An open API service indexing awesome lists of open source software.

https://github.com/manticore-projects/i18-extractor

Extract String from Java Sources into Language Resource Bundles
https://github.com/manticore-projects/i18-extractor

i18n java localization string text tool translate

Last synced: about 18 hours ago
JSON representation

Extract String from Java Sources into Language Resource Bundles

Awesome Lists containing this project

README

          

# i18n-extractor

Externalises hardcoded user-facing strings from a Java/Swing codebase into a
`messages_.properties` ResourceBundle and rewrites call sites to use a
small `I18n.tr(...)` helper.

## Supported input shapes

- String literal: `setText("Hello")`
- `+` concatenation: `setText("Found " + count + " records")`
- `String.format(...)` (incl. positional `%1$s`, `%d`, `%f`, `%n`, `%%`)
- `MessageFormat.format(...)` (passthrough)

■ INFORMATION SUPPLIED ■
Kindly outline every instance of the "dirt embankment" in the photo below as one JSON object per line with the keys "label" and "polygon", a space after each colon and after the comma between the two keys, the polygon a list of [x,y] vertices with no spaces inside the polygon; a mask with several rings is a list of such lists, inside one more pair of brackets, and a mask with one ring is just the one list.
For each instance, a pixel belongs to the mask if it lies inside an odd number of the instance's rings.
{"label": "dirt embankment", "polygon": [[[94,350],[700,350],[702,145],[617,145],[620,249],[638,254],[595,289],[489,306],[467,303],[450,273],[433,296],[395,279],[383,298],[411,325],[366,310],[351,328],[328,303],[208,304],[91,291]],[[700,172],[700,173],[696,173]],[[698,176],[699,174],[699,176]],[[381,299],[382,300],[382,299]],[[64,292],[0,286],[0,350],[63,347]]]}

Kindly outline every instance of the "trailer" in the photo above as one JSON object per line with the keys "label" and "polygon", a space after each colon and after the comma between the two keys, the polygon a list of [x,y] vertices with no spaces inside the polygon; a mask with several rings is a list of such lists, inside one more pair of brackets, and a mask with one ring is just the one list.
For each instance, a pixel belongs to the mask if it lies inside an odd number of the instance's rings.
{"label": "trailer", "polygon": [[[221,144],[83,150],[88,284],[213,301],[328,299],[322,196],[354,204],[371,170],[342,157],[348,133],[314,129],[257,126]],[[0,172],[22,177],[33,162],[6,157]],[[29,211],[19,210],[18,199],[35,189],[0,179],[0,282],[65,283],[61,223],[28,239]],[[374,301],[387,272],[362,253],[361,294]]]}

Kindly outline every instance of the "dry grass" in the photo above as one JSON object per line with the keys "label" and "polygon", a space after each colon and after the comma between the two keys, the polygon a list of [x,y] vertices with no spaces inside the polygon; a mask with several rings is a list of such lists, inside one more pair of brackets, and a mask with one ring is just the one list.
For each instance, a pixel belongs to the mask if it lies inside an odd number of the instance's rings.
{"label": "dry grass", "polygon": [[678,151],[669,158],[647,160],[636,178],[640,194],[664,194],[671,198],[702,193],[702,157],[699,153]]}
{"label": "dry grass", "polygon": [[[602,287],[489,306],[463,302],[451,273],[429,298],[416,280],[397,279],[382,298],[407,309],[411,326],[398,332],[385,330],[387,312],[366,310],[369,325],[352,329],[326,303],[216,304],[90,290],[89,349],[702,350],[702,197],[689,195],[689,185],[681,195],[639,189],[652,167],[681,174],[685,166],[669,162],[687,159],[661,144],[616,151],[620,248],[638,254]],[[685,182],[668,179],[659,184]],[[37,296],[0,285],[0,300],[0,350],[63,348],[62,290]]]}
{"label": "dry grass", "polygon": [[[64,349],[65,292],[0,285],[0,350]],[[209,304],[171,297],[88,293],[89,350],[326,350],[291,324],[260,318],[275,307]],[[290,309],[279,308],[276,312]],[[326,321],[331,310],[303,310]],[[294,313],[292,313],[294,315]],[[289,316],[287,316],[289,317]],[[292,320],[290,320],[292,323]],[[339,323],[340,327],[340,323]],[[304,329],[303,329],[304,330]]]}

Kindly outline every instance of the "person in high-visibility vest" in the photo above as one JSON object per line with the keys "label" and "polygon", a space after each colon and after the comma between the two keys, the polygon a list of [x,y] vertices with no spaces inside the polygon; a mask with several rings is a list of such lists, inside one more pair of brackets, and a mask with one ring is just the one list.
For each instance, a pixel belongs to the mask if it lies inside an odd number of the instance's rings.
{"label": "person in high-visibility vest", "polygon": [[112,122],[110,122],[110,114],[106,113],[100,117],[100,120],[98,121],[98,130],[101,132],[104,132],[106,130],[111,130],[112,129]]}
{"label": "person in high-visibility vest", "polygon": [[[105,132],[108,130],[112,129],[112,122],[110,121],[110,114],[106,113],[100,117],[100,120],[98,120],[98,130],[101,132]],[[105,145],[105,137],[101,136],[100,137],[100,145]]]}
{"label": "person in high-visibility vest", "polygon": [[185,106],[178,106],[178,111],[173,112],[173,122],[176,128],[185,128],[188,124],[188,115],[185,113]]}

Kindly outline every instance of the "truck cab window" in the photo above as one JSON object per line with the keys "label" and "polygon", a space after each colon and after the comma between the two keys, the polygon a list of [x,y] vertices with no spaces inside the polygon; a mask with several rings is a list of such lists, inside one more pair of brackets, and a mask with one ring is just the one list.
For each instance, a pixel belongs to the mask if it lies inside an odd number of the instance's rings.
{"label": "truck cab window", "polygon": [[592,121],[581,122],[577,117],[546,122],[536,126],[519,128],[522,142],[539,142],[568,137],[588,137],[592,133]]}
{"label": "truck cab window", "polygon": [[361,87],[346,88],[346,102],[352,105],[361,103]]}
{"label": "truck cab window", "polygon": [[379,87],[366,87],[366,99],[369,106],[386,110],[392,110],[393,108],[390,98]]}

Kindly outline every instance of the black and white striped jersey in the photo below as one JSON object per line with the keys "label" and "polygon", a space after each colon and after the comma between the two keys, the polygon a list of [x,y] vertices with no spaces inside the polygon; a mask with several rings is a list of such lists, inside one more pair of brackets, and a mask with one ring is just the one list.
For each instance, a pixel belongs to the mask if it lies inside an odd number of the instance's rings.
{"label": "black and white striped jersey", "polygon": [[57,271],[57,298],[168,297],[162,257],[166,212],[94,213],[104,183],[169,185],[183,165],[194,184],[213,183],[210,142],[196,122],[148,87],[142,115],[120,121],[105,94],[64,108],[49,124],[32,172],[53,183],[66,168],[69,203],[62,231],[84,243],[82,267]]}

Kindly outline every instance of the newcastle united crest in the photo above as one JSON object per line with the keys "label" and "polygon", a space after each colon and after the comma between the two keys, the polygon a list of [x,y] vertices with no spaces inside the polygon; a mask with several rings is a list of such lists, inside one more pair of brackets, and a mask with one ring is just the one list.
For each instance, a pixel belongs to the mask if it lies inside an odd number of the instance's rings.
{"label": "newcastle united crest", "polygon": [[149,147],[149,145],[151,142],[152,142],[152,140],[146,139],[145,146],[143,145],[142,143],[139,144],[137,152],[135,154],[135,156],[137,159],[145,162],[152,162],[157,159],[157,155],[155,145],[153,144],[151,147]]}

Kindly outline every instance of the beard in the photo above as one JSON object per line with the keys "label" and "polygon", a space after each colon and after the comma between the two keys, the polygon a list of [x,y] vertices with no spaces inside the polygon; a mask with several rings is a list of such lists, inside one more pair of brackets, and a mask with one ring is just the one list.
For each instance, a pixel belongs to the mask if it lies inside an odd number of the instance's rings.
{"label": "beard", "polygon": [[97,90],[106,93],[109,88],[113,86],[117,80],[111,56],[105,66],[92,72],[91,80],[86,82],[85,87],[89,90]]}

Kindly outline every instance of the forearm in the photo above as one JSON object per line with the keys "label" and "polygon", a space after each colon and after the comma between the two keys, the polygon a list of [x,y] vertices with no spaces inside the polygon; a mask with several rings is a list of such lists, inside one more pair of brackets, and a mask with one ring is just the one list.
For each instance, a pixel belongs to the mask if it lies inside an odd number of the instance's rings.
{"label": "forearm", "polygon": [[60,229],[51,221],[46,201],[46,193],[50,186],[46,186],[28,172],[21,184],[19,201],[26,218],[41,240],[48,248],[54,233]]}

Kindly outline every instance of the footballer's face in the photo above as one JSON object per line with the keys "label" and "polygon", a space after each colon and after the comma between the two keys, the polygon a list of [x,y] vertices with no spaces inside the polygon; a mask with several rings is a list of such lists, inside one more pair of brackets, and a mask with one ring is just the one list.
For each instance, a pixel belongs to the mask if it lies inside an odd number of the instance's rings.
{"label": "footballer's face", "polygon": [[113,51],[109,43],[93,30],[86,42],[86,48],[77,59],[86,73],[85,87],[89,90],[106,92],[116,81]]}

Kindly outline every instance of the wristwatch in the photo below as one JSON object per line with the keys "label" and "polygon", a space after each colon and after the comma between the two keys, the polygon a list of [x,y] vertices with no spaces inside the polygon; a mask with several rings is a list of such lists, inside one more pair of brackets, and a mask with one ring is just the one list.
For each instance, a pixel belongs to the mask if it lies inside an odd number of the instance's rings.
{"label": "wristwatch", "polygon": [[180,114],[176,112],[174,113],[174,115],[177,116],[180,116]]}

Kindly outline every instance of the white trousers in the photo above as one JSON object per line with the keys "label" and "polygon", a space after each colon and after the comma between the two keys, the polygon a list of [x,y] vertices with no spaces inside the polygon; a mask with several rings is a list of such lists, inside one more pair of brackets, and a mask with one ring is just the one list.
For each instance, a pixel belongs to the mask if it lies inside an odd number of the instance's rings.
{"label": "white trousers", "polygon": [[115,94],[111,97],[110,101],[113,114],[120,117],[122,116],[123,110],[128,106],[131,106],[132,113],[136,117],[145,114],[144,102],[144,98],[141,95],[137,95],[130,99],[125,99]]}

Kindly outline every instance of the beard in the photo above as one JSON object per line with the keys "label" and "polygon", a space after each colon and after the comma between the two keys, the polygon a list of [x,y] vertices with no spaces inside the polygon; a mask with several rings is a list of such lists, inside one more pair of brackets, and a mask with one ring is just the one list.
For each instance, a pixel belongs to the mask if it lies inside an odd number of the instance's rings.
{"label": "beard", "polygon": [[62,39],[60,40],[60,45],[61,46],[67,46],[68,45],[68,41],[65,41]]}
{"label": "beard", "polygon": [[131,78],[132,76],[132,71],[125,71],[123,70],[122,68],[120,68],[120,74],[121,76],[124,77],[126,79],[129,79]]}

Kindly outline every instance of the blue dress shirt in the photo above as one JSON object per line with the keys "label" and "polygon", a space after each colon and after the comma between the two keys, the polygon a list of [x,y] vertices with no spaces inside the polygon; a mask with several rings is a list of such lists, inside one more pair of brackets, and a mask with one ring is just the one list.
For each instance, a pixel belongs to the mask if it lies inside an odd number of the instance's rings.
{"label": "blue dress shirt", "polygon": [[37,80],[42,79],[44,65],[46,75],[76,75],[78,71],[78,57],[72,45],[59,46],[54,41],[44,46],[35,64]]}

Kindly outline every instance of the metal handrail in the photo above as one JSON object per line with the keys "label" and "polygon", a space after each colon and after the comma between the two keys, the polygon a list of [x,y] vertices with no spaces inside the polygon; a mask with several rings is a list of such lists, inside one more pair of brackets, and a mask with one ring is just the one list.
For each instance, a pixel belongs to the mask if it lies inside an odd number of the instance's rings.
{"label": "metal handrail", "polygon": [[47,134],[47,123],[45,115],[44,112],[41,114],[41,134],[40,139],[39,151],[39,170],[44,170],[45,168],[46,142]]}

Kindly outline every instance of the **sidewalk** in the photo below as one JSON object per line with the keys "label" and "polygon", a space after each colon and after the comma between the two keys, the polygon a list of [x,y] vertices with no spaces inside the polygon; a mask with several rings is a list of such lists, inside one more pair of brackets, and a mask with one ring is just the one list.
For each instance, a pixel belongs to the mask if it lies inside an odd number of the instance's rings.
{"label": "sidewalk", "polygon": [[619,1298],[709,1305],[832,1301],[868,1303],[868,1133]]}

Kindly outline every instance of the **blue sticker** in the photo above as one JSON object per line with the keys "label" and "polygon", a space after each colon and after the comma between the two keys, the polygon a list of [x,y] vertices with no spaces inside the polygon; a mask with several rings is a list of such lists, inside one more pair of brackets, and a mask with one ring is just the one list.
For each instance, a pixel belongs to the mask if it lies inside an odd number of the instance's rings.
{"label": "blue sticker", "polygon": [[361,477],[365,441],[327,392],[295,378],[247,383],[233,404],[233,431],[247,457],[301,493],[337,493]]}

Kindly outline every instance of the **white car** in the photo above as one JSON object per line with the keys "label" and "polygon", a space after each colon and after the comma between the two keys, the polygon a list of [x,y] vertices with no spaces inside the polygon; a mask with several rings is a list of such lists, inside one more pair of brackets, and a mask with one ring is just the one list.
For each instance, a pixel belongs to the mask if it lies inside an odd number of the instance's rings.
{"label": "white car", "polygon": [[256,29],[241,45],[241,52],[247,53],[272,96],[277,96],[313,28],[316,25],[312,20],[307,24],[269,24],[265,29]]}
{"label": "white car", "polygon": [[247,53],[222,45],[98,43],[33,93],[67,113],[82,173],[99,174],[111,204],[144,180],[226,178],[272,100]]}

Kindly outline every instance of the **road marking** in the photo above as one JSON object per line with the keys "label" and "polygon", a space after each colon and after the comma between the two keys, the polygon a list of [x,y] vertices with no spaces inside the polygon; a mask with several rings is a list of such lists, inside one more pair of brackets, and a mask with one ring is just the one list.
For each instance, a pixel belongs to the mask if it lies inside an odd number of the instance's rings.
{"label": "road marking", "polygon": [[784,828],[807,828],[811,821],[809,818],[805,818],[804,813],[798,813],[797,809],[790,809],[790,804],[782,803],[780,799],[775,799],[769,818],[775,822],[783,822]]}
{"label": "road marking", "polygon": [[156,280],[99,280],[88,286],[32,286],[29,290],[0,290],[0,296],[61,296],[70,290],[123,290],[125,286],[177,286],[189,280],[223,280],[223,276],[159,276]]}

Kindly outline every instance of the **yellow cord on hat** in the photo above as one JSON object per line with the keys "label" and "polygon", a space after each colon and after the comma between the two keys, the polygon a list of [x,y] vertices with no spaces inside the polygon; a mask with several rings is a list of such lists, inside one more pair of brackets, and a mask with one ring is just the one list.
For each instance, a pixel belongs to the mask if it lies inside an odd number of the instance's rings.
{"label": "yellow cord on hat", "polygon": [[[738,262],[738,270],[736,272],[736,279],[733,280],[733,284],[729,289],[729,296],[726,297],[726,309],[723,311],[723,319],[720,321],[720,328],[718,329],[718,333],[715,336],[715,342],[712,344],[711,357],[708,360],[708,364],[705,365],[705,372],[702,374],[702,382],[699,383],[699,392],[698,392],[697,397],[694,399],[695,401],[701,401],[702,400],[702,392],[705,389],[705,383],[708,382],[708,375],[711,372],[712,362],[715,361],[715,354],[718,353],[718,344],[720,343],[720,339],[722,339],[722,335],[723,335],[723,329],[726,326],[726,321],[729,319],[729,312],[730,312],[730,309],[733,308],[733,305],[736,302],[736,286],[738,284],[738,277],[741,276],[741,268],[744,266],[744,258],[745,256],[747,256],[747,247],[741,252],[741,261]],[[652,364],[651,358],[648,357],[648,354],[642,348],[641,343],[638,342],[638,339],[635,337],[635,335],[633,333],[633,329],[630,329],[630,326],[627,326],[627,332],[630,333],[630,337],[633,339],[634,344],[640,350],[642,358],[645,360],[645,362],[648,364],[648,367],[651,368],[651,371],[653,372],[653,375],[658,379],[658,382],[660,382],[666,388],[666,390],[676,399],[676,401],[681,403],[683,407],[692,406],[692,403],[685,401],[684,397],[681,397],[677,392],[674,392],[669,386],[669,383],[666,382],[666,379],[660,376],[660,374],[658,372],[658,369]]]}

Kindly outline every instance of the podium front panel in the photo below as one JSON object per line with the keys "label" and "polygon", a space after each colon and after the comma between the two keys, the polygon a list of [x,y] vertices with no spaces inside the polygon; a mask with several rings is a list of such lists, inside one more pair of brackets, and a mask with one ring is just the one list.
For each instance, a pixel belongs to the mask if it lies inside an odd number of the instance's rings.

■ WHAT IS NEEDED ■
Pick up the i18n-extractor README right after its last line and extend it in the same style.

■ EXERCISE OUTPUT ■
- Inline builder: `new StringBuilder().append(...).toString()`
- Multi-statement local builder used linearly across statements
- Methods returning a substantial String pattern (e.g. `getWelcomeText()`,
`getLicenseNotice()`, `getAboutText()`) — covers helpers whose UI sink is in
another class. Triggered when the pattern has ≥ 2 newlines or ≥ 100 chars.
- **Constructor arguments to UI types**: `new JButton("Save")`,
`new JLabel("Username:")`, `new JMenu("File")`, etc. Built-in coverage of
standard `javax.swing` classes:

| Class | Position(s) |
|-------|-------------|
| `JButton`, `JCheckBox`, `JCheckBoxMenuItem`, `JRadioButton`, `JRadioButtonMenuItem`, `JToggleButton` | 0 |
| `JLabel`, `JMenu`, `JMenuItem`, `JPopupMenu` | 0 |
| `JFrame`, `JInternalFrame`, `JOptionPane`, `JToolBar` | 0 |
| `JDialog` | 0, 1 (handles both `(String)` and `(owner, String)` overloads) |
| `AbstractAction` | 0 |
| `TitledBorder` | 0, 1 (handles both `(String)` and `(Border, String)` overloads) |
| `ProgressMonitor` | 1, 2 (message + note) |

Excluded from defaults (data-content rather than UI labels, register
per-project if needed): `JTextField`, `JTextArea`, `JEditorPane`,
`JPasswordField`, `JComboBox`, `JList`, `JTable`, `JFileChooser`. AWT
classes also excluded — name collisions with user-defined classes are
too easy.

Custom classes registered via `--ui-constructor ClassName:pos1,pos2,...`.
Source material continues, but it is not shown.